§ Given records
::::

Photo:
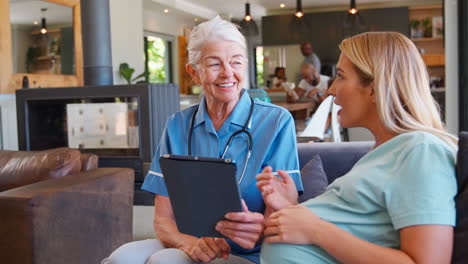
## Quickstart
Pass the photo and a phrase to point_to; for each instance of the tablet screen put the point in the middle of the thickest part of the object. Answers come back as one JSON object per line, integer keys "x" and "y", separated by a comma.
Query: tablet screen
{"x": 202, "y": 190}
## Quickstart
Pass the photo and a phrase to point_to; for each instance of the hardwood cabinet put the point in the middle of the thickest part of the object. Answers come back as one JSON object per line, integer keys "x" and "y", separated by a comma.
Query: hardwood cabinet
{"x": 430, "y": 43}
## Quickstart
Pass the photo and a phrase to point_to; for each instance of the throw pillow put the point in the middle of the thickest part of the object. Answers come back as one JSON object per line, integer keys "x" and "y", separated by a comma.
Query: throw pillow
{"x": 313, "y": 178}
{"x": 460, "y": 255}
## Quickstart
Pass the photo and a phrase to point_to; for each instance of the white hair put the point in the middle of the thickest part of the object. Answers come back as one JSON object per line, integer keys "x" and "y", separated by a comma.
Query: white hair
{"x": 213, "y": 29}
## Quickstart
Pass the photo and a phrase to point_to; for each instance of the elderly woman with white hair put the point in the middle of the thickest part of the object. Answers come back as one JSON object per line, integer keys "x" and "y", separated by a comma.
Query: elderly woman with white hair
{"x": 217, "y": 62}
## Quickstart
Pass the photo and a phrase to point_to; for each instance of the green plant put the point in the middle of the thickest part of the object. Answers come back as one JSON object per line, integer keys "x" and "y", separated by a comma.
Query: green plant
{"x": 426, "y": 23}
{"x": 126, "y": 72}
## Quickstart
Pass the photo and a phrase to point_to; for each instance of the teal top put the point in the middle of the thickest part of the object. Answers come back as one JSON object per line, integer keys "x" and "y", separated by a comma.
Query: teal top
{"x": 409, "y": 180}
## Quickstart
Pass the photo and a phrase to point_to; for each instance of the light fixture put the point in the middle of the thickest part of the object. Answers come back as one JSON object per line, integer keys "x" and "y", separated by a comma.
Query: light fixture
{"x": 299, "y": 12}
{"x": 299, "y": 23}
{"x": 248, "y": 25}
{"x": 354, "y": 22}
{"x": 44, "y": 24}
{"x": 352, "y": 9}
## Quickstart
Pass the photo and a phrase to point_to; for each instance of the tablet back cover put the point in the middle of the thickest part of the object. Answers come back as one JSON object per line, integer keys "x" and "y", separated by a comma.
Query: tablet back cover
{"x": 201, "y": 191}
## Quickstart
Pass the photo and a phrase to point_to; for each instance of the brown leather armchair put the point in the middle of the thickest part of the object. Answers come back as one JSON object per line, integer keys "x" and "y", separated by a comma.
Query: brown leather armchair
{"x": 56, "y": 206}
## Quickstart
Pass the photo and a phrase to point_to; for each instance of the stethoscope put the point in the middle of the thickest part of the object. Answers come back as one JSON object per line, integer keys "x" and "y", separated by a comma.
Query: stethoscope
{"x": 226, "y": 148}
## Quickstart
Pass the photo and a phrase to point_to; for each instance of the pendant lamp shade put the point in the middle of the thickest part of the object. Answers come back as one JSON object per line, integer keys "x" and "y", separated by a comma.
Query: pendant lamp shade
{"x": 352, "y": 8}
{"x": 354, "y": 22}
{"x": 299, "y": 12}
{"x": 44, "y": 23}
{"x": 299, "y": 23}
{"x": 248, "y": 25}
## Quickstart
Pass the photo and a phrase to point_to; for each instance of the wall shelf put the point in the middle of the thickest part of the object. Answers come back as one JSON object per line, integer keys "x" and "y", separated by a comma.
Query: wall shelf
{"x": 426, "y": 39}
{"x": 434, "y": 59}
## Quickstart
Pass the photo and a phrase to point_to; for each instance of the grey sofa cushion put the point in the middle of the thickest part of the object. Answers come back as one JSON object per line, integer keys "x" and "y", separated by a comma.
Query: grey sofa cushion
{"x": 337, "y": 158}
{"x": 313, "y": 178}
{"x": 460, "y": 254}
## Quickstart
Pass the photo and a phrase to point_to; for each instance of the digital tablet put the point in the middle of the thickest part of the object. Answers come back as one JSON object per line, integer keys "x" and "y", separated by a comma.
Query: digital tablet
{"x": 202, "y": 190}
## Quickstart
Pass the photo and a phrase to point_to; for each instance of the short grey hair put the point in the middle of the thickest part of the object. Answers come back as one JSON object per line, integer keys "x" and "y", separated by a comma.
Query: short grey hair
{"x": 213, "y": 29}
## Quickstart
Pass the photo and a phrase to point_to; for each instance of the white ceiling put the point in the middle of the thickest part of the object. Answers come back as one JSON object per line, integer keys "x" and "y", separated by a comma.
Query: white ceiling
{"x": 27, "y": 11}
{"x": 236, "y": 8}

::::

§ Instructions for the task
Repeat each record exactly as shown above, dropping all images.

§ Expected answer
Photo:
## Quickstart
Pass the photo and a phrase to point_to; for each instance of the tablet screen put the point in the middle of the thickest part of the object. Answers come back as one JSON object per line, integer keys "x" and "y", separated by a comma.
Query: tablet screen
{"x": 202, "y": 190}
## Quickstart
Pass the photo and a phrase to point_to; for each instance of the hardwood cabinet put the point in the middle of the thickest part of the object. Answers come back as one JSON object per line, integer keys "x" and "y", separated by a comma.
Query: hardwood cabinet
{"x": 430, "y": 43}
## Quickstart
Pass the photo and a phrase to point_to; for each instance of the throw pillow put the point in the middle of the thickest part of the object. Answers come back as one JSON object per line, integer keys "x" and "y", separated by a comma.
Query: throw pillow
{"x": 313, "y": 178}
{"x": 460, "y": 255}
## Quickstart
Pass the photo and a phrase to point_to; for each instance of the white hair put the point in the middle of the thickest part of the object. Answers come back as one JSON object per line, integer keys "x" and "y", separated by a comma.
Query: white hair
{"x": 213, "y": 29}
## Quickstart
Pass the photo and a phrase to point_to; for each instance of the elderly woman with white hair put the point in the middle of the thickest part of the object. Answers come back as one JSON object per line, integer keys "x" and "y", separated by a comma.
Query: elderly woman with white hair
{"x": 217, "y": 62}
## Quickstart
Pass the photo and a phrase to point_to; for each instance of the green plant put the point in the middle of the thickest part of the object. Answers come back as one JSON object per line, integer keys "x" and "y", separated by a comma.
Query: green plant
{"x": 426, "y": 23}
{"x": 126, "y": 72}
## Quickstart
Pass the photo and a phrase to point_to; for each instance of the teal top put the point in the middle of the thickest part of the object. Answers come back as one JSON object per line, integer keys "x" and "y", separated by a comma.
Query: teal top
{"x": 409, "y": 180}
## Quickstart
Pass the photo and a phrase to point_to; for each instance of the light fixture put the point in the middle of the thickest part of the object. Answers come back as one JSON object per line, integer keys "x" and "y", separated by a comma.
Query: light fixture
{"x": 299, "y": 12}
{"x": 299, "y": 23}
{"x": 248, "y": 25}
{"x": 354, "y": 22}
{"x": 44, "y": 24}
{"x": 352, "y": 9}
## Quickstart
Pass the photo and a phrase to point_to; for each instance of the tablet back cover put the point in the middle of the thickest part of the object. Answers come back as one JSON object per line, integer keys "x" and "y", separated by a comma.
Query: tablet back cover
{"x": 201, "y": 191}
## Quickstart
Pass the photo and a phrase to point_to; for each instance of the brown leather armchair put the point in the middle of the thickest part of the object. Answers come back as one JSON object per line, integer keys "x" and "y", separated by a comma.
Query: brown leather armchair
{"x": 56, "y": 206}
## Quickstart
Pass the photo and a phrase to point_to; for each instance of the stethoscope put the point in the middle of the thickest part of the object. Answers come back as one JSON object per line, integer keys "x" and "y", separated by a comma.
Query: stethoscope
{"x": 226, "y": 148}
## Quickstart
Pass the photo and a phrase to point_to; for each instance of the pendant lamp shade put the point in the middle of the thickest part of the object. Answers come back as one JSON object per line, integer keys "x" and "y", separated by a comma.
Query: pendant lamp shade
{"x": 352, "y": 8}
{"x": 354, "y": 22}
{"x": 299, "y": 12}
{"x": 44, "y": 23}
{"x": 299, "y": 23}
{"x": 248, "y": 25}
## Quickstart
Pass the photo and a phrase to point_to; for each instance of the wall shelf put the point in the middle of the thickest part of the object. Answers come back as one JSON object per line, integer keys "x" and "y", separated by a comma.
Query: wall shelf
{"x": 426, "y": 39}
{"x": 434, "y": 59}
## Quickstart
Pass the photo and a phrase to point_to; for each instance of the grey sofa cushion put the point in the middle of the thickest part of the object. Answers come back as one JSON object per line, integer keys "x" and "y", separated by a comma.
Query: grey sofa cushion
{"x": 337, "y": 158}
{"x": 313, "y": 178}
{"x": 460, "y": 254}
## Quickstart
Pass the photo and a phrase to point_to; for each instance of the digital tablet put the point in the middle of the thickest part of the object. Answers come back as one JSON object per line, integer keys "x" and "y", separated by a comma.
Query: digital tablet
{"x": 202, "y": 190}
## Quickstart
Pass the photo and a phrase to point_to; for each instance of the short grey hair put the point in the middle of the thickest part of the object. Answers come back as one JSON object per line, integer keys "x" and "y", separated by a comma.
Query: short grey hair
{"x": 213, "y": 29}
## Quickstart
Pass the photo and a phrase to point_to; for each instance of the white ceiling put the point in the middle of the thickest part of the object. Answers come back as one JSON object per line, integer keys "x" and "y", separated by a comma.
Query: white ceiling
{"x": 27, "y": 11}
{"x": 236, "y": 8}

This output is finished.